Exercise instructions> Please retype the items word for word from the very beginning down to and including the line that contains "[[[158,0],[151,0],[151,7],[157,3]]]". Leave the pictures out.
━━━━━━
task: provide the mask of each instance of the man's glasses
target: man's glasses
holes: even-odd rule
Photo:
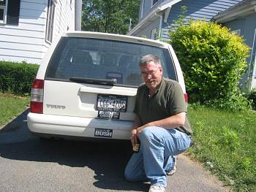
[[[148,76],[152,77],[158,71],[159,69],[159,67],[158,67],[157,69],[155,71],[153,71],[153,70],[150,71],[148,73],[141,72],[140,75],[143,77],[147,77]]]

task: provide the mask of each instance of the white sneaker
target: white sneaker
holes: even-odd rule
[[[151,185],[148,192],[165,192],[165,187]]]

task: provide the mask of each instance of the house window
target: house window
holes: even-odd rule
[[[156,40],[157,39],[157,28],[151,31],[151,39]]]
[[[0,23],[6,23],[7,0],[0,0]]]
[[[0,23],[18,26],[20,0],[0,0]]]
[[[54,12],[55,12],[55,4],[53,2],[53,0],[48,0],[48,7],[47,10],[45,40],[50,43],[51,43],[53,41]]]
[[[158,0],[151,0],[151,7],[157,3]]]

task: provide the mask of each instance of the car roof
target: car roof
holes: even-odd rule
[[[142,37],[113,34],[100,32],[92,31],[68,31],[64,33],[62,37],[83,37],[83,38],[92,38],[92,39],[101,39],[107,40],[122,41],[127,42],[134,42],[142,45],[147,45],[151,46],[155,46],[162,48],[168,48],[168,44],[160,42],[159,40],[153,40]]]

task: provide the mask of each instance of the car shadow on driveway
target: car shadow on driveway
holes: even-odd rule
[[[79,168],[78,171],[85,177],[94,175],[94,178],[85,180],[92,183],[88,185],[95,188],[94,191],[99,189],[146,191],[149,188],[149,183],[129,183],[124,177],[125,165],[132,155],[129,142],[42,140],[29,131],[26,125],[29,112],[29,109],[0,130],[0,160],[4,158],[7,164],[15,163],[9,159],[53,162]],[[38,169],[43,169],[40,164]],[[85,167],[94,173],[86,175]]]

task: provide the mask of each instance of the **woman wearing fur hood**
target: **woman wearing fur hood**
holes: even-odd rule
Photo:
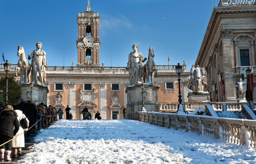
[[[29,124],[29,121],[28,120],[28,118],[26,117],[25,114],[22,113],[22,111],[19,110],[19,106],[13,105],[12,105],[13,107],[13,109],[18,114],[17,119],[19,123],[21,122],[21,119],[26,119],[27,122],[27,125],[28,127],[28,125]],[[20,134],[22,134],[24,133],[24,131],[27,131],[28,129],[23,129],[21,126],[21,124],[19,124],[19,129],[18,133],[16,134],[16,135],[14,135],[15,137],[17,135],[19,135]],[[21,152],[22,147],[25,147],[25,137],[24,135],[19,135],[18,137],[16,137],[12,140],[12,157],[13,158],[17,158],[17,153],[19,156],[22,155]]]
[[[0,112],[0,145],[13,137],[19,129],[17,114],[11,105]],[[15,127],[13,130],[13,126]],[[11,161],[12,142],[9,142],[0,147],[0,159],[4,159],[4,146],[6,146],[6,160]]]

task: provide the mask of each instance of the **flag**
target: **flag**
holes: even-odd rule
[[[3,56],[2,56],[2,58],[3,58],[3,61],[6,62],[6,60],[5,60],[5,59],[4,59],[4,55],[3,55]]]
[[[253,88],[254,88],[253,84],[253,72],[250,75],[250,91],[253,91]]]
[[[250,91],[253,91],[254,86],[253,86],[253,67],[249,67],[249,68],[251,70],[251,73],[249,76],[250,79],[250,81],[249,82],[247,80],[247,75],[246,75],[245,70],[247,70],[248,67],[241,67],[240,70],[240,72],[241,73],[241,78],[242,80],[242,82],[247,83],[247,88],[249,88],[248,83],[250,82]]]
[[[213,93],[214,95],[214,100],[213,100],[213,101],[216,102],[217,97],[216,97],[216,92],[215,91],[215,85],[214,84],[213,84]]]
[[[169,62],[170,62],[170,59],[169,58],[169,54],[168,54],[168,65],[169,65]]]
[[[224,91],[223,91],[223,87],[222,86],[222,76],[220,76],[220,73],[219,73],[219,82],[220,85],[220,90],[222,91],[222,95],[224,96]]]

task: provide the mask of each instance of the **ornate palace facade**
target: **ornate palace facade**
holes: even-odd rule
[[[49,91],[46,101],[47,105],[51,104],[57,109],[64,109],[68,105],[76,119],[82,118],[79,112],[85,106],[91,113],[93,119],[97,111],[103,119],[122,119],[122,109],[127,105],[126,89],[129,85],[128,70],[126,67],[100,66],[100,20],[99,13],[91,11],[89,2],[87,11],[79,13],[77,16],[77,66],[47,66],[46,68],[46,86]],[[126,57],[128,59],[128,56]],[[154,78],[154,84],[160,87],[158,102],[160,105],[162,103],[178,103],[178,78],[175,66],[156,66],[157,76]],[[182,66],[182,99],[187,102],[189,73],[187,72],[184,62]],[[14,76],[16,66],[17,65],[12,65],[10,76]],[[5,75],[3,68],[0,69],[1,75]],[[18,77],[17,80],[19,78]],[[144,96],[147,96],[147,93],[144,93]],[[25,97],[25,100],[30,100],[28,96]]]
[[[255,70],[255,0],[220,0],[213,9],[195,64],[208,72],[212,102],[236,102],[236,85],[246,77],[245,70]],[[253,75],[250,89],[255,91]],[[255,92],[250,95],[255,101]]]

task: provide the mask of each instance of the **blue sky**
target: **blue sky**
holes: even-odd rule
[[[18,45],[26,57],[38,41],[47,53],[49,66],[77,63],[77,16],[86,10],[83,1],[0,1],[0,52],[17,64]],[[183,63],[189,71],[194,64],[213,9],[219,0],[91,0],[91,10],[101,17],[100,63],[127,66],[132,46],[148,57],[154,47],[156,65]],[[162,18],[164,17],[163,19]],[[31,62],[31,61],[29,61]]]

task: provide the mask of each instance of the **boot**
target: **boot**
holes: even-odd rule
[[[0,159],[4,158],[4,149],[0,149]]]
[[[12,157],[13,158],[17,158],[17,148],[13,147],[12,148]]]
[[[22,153],[21,152],[21,147],[18,148],[18,154],[20,156],[22,155]]]
[[[6,161],[11,161],[12,158],[11,158],[11,151],[6,151]]]

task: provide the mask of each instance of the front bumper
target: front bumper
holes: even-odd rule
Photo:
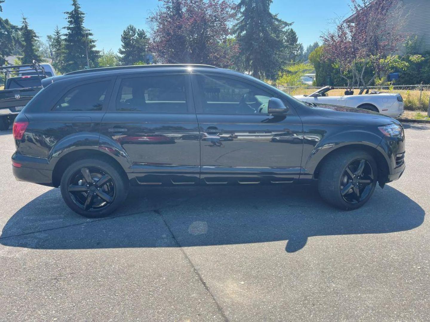
[[[402,137],[384,137],[379,145],[388,166],[387,183],[399,179],[406,168],[404,134]]]
[[[54,186],[52,170],[46,160],[15,152],[12,156],[12,161],[21,165],[19,167],[12,166],[12,173],[18,181]]]

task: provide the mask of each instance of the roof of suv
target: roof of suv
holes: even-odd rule
[[[86,79],[98,78],[101,76],[119,75],[132,73],[147,72],[166,72],[172,70],[178,72],[188,71],[190,69],[198,69],[200,71],[221,72],[223,73],[240,74],[242,73],[228,69],[218,68],[210,65],[198,64],[166,64],[159,65],[143,65],[119,67],[108,67],[103,68],[94,68],[72,72],[64,75],[56,76],[48,79],[43,82],[44,87],[51,82],[76,77],[84,77]]]

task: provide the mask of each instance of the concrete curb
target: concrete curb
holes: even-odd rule
[[[409,118],[397,118],[397,121],[402,123],[422,123],[430,124],[430,120],[415,120]]]

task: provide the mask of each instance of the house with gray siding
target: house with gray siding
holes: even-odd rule
[[[401,32],[410,38],[416,36],[419,53],[430,51],[430,0],[399,0]],[[353,22],[355,15],[345,21]],[[405,37],[405,39],[407,37]]]

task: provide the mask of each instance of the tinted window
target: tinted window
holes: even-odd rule
[[[267,114],[270,93],[240,80],[198,75],[201,112],[207,114]]]
[[[186,113],[185,78],[169,75],[123,79],[117,109],[146,113]]]
[[[54,111],[100,111],[109,81],[86,84],[72,88],[54,107]]]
━━━━━━
Complete response>
task: provide the mask of each instance of the man's glasses
target: man's glasses
holes: even-odd rule
Photo:
[[[148,76],[152,77],[158,71],[159,69],[159,67],[158,67],[157,69],[155,71],[153,71],[153,70],[150,71],[148,73],[141,72],[140,75],[143,77],[147,77]]]

task: provide the mask of each instance of the white sneaker
target: white sneaker
holes: even-odd rule
[[[151,185],[148,192],[165,192],[165,187]]]

task: provide the mask of each instance of the house window
target: house window
holes: even-odd rule
[[[156,40],[157,39],[157,28],[151,31],[151,39]]]
[[[0,23],[6,23],[7,0],[0,0]]]
[[[0,23],[18,26],[20,0],[0,0]]]
[[[54,12],[55,12],[55,4],[53,2],[53,0],[48,0],[48,7],[47,10],[45,40],[50,43],[51,43],[53,41]]]
[[[158,0],[151,0],[151,7],[157,3]]]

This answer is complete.